▶ _Problem to solve_: Write out the following listing's lines from the one with "264L0 287L6 426H89L337" to the one with "positive clicks: (240, 278) (21, 272)", exactly, with both included and no others.

▶ _Exercise material_:
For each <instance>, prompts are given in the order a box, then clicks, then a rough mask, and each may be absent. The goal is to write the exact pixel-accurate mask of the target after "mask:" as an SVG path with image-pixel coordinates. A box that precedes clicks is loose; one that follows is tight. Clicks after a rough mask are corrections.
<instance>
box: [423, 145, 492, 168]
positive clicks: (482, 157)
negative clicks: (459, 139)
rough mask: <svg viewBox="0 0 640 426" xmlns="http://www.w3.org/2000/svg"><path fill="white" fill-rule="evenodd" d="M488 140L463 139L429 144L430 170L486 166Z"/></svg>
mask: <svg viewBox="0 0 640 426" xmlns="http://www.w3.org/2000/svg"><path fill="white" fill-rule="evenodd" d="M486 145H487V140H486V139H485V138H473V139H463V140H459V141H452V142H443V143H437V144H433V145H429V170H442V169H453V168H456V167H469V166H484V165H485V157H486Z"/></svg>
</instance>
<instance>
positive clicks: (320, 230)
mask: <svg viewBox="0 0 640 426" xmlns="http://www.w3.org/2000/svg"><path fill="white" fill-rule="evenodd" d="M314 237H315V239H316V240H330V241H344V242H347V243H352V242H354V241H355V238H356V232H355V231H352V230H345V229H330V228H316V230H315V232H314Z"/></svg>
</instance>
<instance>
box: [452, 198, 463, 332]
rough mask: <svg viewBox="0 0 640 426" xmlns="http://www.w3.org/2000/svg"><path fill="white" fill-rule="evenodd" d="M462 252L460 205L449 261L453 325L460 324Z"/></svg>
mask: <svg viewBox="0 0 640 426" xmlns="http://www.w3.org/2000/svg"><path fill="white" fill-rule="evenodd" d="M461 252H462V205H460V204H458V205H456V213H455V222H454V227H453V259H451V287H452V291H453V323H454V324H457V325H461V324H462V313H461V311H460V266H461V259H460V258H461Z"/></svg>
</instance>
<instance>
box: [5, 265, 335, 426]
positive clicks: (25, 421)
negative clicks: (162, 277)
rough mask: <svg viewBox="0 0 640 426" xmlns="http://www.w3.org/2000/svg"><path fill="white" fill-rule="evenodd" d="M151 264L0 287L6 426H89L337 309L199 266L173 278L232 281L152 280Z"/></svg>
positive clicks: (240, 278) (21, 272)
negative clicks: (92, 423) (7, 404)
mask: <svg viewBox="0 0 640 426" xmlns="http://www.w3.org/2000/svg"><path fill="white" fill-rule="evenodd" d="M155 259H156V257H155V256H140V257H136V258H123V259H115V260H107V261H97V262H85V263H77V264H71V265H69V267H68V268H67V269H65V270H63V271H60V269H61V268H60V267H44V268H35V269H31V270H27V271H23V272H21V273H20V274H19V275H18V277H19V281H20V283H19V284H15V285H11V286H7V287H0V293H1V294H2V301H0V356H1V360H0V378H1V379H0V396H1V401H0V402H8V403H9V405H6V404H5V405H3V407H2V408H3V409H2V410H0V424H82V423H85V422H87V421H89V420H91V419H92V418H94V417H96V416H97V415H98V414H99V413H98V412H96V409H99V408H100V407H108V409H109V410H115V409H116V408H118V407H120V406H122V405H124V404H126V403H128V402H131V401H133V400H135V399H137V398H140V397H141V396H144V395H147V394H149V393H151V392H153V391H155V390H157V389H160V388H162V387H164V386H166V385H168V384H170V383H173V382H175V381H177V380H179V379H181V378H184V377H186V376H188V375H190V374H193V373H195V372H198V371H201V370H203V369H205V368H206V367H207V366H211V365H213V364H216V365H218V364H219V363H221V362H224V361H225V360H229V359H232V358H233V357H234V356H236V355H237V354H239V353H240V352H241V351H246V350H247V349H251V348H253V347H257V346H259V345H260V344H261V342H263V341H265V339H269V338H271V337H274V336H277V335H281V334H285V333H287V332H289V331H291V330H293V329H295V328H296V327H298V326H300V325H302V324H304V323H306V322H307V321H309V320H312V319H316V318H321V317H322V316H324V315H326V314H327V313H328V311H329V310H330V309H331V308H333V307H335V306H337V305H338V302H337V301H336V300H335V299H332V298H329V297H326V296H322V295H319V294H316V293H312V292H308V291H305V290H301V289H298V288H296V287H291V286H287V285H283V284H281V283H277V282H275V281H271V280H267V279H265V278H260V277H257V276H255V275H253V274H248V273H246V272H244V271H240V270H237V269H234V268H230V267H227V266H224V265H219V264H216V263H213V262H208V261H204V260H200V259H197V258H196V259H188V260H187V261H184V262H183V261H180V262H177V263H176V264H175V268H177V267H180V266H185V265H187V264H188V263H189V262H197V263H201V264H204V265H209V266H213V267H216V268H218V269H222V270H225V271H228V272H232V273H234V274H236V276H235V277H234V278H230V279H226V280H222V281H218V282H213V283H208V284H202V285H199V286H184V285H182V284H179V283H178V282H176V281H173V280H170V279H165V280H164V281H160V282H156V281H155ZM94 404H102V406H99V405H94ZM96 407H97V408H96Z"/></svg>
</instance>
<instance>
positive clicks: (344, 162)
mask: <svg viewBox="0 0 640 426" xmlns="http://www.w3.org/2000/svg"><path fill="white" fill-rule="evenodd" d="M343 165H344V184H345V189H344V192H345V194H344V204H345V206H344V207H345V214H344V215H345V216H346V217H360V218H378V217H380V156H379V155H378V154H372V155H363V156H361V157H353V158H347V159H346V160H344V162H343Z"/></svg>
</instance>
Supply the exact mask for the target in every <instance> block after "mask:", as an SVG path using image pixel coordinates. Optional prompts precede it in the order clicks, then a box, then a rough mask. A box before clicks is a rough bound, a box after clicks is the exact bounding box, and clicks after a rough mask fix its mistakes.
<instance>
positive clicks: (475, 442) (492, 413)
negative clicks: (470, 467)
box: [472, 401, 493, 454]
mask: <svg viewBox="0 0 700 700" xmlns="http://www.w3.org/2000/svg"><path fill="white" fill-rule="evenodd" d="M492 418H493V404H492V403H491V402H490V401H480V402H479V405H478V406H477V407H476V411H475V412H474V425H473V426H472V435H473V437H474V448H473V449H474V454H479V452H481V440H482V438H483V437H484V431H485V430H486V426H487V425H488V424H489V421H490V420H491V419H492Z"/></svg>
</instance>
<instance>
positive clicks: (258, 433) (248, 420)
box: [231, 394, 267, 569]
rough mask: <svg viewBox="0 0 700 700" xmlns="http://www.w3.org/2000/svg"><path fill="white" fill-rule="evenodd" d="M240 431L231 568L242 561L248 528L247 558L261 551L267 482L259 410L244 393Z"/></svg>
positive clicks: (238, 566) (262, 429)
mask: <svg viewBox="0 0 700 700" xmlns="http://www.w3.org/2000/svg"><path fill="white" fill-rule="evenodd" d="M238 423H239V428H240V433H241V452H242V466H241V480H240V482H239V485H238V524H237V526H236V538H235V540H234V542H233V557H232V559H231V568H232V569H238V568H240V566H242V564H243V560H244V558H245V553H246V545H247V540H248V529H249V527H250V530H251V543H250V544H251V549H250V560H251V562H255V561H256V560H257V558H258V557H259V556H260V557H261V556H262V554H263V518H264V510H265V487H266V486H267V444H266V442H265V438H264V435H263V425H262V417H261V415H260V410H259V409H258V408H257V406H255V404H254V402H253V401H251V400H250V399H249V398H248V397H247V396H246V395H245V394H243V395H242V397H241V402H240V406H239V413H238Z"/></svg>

▶ _Result_:
rough mask: <svg viewBox="0 0 640 426" xmlns="http://www.w3.org/2000/svg"><path fill="white" fill-rule="evenodd" d="M151 264L0 287L6 426H89L337 309L199 266L173 278L232 281L152 280Z"/></svg>
positive clicks: (240, 278) (21, 272)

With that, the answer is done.